* [Work instructions]
- A) According to the article on Kashmir's hospital volunteers, how many people has the SMHS hospital treated in the past 20 days?
- B) Decide whether each statement agrees with the article on Kashmir's hospital volunteers. For each, answer yes or no and quote the words from the article that settle it. (i) Volunteers and NGOs put up tents on hospital grounds. (ii) Sajjad Ahmad works as a doctor at the SMHS hospital. (iii) Burhan Muzaffar Wani was killed on July 8.
- C) Proceed with the article on Kashmir's hospital volunteers, picking up right after its final sentence.

* [Supplied text]
As Kashmir reeled under strict curfew and number of injured swelled in hospitals, young men, joined by different NGOs, volunteered themselves to arrange medicines & food for patients and attendants, at a time when J&K Government was missing on the ground
As Kashmir reels under curfew and the number of injured swell in hospitals hundreds of volunteers came together in Srinagar Islamabad district to arrange food and medical treatment for the persons injured in the protests that rocked the Valley following the July 8 killing of Hizbul Mujahedeen commander Burhan Muzaffar Wani. Scores of the volunteers and NGOs erected tents in the hospitals premises to see to the requirements of the needy when police and paramilitary forces had enforced strict curfew across the Valley making it impossible for people to move out of hospitals in search of food and medicines. “These volunteers are all common people.
They have all been moved by the tragedy that has struck Kashmir and want to help the people in need in one or other way,” said a senior administrator at the SMHS hospital which has treated more than 2000 people in the past 20 days following the Burhan’s killing. Sajjad Ahmad, a government employee from uptown area of Natipora said he and scores of his friends and acquaintances made contributions from their own pockets and received donations from scores of people, for providing food to injured and their attendants at the SMHS hospital.

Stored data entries
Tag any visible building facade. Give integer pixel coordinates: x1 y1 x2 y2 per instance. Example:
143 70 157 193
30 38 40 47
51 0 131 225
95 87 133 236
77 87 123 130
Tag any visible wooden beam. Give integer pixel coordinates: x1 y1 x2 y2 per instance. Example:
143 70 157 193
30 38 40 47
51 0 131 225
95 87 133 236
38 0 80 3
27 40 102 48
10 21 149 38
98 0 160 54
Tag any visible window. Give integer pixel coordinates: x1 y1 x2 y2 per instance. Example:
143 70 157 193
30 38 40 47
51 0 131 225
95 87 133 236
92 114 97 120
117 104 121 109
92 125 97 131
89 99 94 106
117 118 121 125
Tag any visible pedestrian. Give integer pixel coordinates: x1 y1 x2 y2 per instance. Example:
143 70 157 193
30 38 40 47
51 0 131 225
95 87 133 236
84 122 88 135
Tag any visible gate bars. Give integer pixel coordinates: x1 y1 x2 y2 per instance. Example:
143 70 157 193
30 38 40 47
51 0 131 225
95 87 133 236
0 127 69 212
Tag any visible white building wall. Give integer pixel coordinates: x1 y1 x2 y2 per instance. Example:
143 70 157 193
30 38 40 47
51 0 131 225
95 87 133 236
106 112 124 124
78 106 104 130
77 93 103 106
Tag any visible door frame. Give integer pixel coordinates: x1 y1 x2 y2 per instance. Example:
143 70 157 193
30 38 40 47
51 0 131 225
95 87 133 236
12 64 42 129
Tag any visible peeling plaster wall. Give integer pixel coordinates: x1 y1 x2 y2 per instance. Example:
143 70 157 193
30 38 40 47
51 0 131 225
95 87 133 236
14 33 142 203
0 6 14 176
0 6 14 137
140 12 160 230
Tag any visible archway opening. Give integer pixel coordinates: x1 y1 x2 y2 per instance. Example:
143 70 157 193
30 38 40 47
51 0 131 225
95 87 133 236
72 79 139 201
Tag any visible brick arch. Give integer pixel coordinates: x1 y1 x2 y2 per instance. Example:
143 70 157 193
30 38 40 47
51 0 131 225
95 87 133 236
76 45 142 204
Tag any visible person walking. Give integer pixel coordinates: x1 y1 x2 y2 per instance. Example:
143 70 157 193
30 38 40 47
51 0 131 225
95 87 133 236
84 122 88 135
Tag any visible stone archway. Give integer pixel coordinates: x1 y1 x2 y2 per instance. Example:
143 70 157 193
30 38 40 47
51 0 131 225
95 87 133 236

* [Answers for the exercise]
- A) More than 2000 people.

- B)
(i) Yes: "Scores of the volunteers and NGOs erected tents in the hospitals premises"
(ii) No: "Sajjad Ahmad, a government employee from uptown area of Natipora"
(iii) Yes: "following the July 8 killing of Hizbul Mujahedeen commander Burhan Muzaffar Wani"

- C)
The Valley has been on the boil after Burhan’s death with 50 civilians getting killed and over 4000 injured in action by police and CRPF on the protestors in past 20 days. In one of the largest clampdown in Kashmir, from July 9, the state government suspended communication services and enforced strict curfew in a bid to stop people from moving out of their houses to protests against the Burhan’s killing. Amid the curfew not only did the health department faced problems in ferrying injured to the hospitals, it became impossible for people to visit hospitals. “This was a challenge for the people of Kashmir who have always stood together in trying times,” said Mushtaq Ahmad who along with several local youth set up a voluntarily group in Islamabad to provide food and medicines to injured who were being treated at the district hospital in the south Kashmir district.
Apart from the volunteers, many NGOs – Help Poor Voluntary Trust (HPVT), Tawheed Forum J&K, Athrout, Sakhawat, Allama Iqbal Charitable Medical and Diagnostic Centre, Jamiat Ahl-e-Hadees, Rafiq Baitul Maal and Daarul Khair – joined in to providing medicines, some of them costly, which were not available in hospitals. “We have been distributing the medicine free of cost for the past two weeks.
Not only at the SMHS which received maximum number of injured persons, some of them critical, the NGOs and other volunteer groups also provided free medicines to the injred at Bone & Joint Hospital, SKIMS Bemina and other district hospitals across Kashmir.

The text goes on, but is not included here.